§ **Exercise brief**:
If a line in the entries below includes the string "window", copy it out.

■ ■ ■

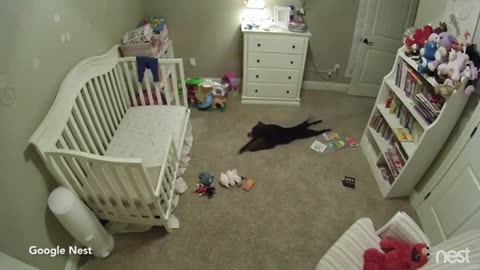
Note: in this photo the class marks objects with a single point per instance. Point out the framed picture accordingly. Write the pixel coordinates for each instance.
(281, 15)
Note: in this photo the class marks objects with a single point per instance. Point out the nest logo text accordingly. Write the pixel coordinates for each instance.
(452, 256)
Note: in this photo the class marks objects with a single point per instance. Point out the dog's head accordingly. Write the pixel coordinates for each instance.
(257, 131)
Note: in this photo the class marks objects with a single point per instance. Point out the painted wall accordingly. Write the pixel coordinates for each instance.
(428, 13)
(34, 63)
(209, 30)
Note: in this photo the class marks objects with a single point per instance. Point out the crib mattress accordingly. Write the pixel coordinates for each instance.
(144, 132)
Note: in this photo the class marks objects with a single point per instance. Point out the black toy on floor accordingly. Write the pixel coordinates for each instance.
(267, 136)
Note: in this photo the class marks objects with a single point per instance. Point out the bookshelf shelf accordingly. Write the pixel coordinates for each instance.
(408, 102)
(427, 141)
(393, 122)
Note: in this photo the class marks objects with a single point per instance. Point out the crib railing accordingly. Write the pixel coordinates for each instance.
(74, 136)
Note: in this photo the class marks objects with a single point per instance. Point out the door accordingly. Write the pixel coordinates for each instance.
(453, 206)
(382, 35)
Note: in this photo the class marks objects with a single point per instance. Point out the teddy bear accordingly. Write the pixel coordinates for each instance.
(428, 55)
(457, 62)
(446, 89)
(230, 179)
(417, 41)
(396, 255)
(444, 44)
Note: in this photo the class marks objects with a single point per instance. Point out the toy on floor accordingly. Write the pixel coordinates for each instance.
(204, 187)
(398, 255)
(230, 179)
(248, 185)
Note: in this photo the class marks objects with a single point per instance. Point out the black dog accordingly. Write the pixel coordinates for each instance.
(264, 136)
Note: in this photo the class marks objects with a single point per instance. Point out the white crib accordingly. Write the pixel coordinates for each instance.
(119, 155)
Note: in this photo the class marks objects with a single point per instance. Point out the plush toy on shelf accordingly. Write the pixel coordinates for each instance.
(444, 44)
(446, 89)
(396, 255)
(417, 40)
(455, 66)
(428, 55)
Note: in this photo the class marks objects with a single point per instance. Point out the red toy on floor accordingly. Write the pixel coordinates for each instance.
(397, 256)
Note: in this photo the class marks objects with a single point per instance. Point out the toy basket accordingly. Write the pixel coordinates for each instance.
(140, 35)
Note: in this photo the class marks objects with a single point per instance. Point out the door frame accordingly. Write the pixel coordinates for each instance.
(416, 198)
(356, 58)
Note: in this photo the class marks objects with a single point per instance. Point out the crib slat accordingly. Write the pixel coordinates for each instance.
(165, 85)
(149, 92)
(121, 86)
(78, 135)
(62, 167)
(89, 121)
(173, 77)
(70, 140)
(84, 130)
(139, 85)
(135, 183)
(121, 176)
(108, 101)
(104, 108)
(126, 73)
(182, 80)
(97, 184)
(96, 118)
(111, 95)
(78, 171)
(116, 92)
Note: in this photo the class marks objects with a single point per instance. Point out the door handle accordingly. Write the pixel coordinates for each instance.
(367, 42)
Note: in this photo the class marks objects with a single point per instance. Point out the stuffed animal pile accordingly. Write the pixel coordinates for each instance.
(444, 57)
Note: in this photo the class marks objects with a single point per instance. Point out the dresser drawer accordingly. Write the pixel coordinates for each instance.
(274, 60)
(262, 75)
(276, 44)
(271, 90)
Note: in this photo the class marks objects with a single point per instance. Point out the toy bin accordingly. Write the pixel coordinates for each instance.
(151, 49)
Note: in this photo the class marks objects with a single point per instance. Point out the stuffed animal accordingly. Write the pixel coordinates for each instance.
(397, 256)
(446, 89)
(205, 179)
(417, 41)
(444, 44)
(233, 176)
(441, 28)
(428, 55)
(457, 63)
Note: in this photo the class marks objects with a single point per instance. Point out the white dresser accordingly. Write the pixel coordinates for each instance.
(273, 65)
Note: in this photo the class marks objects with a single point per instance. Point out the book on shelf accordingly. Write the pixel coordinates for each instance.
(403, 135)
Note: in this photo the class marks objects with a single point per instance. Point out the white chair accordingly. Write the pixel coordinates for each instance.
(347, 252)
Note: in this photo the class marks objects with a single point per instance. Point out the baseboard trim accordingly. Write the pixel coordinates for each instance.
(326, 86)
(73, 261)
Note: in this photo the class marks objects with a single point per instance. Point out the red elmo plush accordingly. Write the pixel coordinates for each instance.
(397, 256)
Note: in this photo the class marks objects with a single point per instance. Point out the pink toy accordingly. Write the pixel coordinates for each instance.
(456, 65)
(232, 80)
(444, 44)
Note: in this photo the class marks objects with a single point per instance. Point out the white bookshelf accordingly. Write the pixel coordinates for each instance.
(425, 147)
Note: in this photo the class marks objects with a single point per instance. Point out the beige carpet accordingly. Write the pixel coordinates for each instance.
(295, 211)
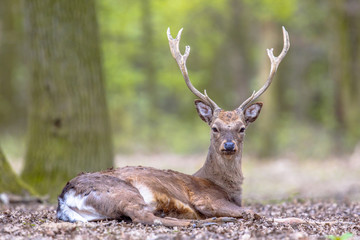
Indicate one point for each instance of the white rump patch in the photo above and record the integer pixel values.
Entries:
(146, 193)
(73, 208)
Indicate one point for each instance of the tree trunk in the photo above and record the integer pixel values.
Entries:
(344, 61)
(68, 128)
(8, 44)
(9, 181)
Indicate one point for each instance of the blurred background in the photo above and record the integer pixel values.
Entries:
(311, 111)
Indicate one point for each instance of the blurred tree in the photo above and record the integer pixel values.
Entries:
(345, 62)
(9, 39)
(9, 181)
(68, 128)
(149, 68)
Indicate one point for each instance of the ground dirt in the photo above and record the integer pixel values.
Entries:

■ ■ ■

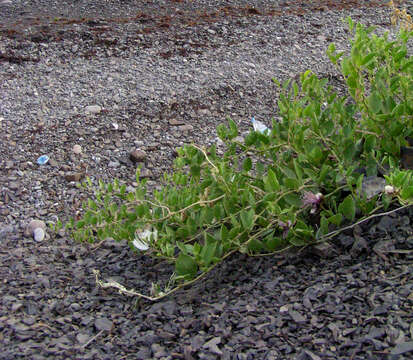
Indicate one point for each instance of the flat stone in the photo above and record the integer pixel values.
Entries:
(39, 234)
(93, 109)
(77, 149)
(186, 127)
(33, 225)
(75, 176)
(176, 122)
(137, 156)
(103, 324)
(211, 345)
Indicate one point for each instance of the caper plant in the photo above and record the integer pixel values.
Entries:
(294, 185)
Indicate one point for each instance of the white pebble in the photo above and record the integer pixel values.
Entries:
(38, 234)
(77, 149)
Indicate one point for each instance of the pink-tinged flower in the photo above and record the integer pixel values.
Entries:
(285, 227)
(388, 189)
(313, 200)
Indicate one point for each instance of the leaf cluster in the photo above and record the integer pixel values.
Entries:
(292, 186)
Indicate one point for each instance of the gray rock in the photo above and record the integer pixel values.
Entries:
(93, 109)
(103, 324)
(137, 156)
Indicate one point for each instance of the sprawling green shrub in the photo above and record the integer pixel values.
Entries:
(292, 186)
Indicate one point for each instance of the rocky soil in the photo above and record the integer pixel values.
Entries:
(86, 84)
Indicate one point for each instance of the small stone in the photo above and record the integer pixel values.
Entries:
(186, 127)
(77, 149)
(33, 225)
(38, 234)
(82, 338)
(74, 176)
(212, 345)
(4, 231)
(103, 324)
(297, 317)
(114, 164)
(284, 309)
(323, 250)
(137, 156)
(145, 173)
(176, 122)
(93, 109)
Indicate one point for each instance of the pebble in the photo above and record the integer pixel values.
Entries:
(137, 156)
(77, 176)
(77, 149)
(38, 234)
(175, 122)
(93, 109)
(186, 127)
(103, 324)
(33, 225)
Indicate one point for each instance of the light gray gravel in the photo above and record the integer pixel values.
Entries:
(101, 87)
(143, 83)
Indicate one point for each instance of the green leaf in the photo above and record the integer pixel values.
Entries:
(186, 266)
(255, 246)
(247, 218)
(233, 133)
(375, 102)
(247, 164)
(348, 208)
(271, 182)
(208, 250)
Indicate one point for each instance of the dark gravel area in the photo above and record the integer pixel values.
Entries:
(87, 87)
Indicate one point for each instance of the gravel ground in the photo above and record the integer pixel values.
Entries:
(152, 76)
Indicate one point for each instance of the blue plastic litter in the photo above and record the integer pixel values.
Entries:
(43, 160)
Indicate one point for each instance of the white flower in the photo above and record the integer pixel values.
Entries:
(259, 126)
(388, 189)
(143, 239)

■ ■ ■

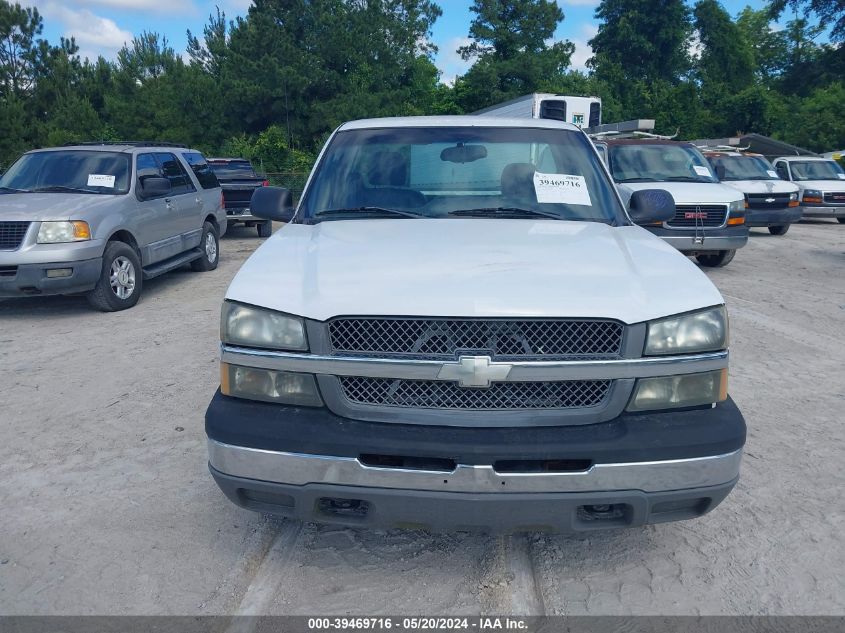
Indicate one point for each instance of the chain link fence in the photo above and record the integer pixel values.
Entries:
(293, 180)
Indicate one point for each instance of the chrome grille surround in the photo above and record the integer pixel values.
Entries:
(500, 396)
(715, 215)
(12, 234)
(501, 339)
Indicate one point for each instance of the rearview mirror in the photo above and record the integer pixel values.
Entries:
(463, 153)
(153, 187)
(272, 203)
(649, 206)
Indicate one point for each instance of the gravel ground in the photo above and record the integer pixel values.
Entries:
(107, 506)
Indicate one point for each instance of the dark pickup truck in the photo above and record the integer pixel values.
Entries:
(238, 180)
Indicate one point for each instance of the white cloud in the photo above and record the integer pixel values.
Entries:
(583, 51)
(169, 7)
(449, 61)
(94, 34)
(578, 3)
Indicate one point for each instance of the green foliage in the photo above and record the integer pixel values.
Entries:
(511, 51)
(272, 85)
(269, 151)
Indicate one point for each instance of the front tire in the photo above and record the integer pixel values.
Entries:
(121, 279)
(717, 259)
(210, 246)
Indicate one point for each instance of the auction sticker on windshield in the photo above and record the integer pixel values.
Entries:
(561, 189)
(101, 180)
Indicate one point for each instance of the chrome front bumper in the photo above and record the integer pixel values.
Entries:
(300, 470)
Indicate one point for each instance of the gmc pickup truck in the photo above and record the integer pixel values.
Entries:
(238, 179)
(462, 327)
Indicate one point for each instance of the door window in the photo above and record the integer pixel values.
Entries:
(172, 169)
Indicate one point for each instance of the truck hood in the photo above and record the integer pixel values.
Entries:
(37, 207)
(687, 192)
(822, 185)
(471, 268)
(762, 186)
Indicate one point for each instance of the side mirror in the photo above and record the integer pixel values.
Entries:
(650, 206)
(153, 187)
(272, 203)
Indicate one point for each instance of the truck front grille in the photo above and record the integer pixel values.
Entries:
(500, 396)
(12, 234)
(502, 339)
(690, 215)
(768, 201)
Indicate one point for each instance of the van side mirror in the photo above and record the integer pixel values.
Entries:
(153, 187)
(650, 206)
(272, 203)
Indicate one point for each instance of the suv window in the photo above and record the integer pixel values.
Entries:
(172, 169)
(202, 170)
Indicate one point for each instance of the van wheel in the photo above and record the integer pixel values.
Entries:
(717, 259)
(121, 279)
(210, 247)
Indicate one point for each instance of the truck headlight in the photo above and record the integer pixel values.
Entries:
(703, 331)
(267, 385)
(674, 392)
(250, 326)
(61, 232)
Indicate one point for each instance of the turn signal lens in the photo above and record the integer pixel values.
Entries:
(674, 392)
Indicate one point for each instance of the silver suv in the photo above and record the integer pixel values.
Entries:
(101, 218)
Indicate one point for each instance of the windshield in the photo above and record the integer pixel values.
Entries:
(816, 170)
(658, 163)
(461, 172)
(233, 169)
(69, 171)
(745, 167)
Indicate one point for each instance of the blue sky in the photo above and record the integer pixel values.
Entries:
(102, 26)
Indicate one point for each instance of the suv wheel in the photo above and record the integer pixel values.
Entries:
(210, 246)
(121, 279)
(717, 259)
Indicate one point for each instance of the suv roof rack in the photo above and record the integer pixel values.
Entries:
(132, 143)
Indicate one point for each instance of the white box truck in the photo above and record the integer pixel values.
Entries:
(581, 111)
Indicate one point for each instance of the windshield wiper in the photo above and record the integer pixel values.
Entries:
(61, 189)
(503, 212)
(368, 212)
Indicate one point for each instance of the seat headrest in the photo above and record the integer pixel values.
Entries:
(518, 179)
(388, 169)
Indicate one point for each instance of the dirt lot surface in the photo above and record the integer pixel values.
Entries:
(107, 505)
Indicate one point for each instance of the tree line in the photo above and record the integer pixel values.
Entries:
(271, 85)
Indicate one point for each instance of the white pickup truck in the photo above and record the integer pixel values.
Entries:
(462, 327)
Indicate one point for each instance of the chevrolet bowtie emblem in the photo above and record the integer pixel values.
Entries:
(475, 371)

■ ■ ■

§ **Answer box**:
Indicate one point for each instance of the door window in the photo above and record the integer pixel values.
Indicate one point for each instance of the suv window in the photo above and record the integer pixel values.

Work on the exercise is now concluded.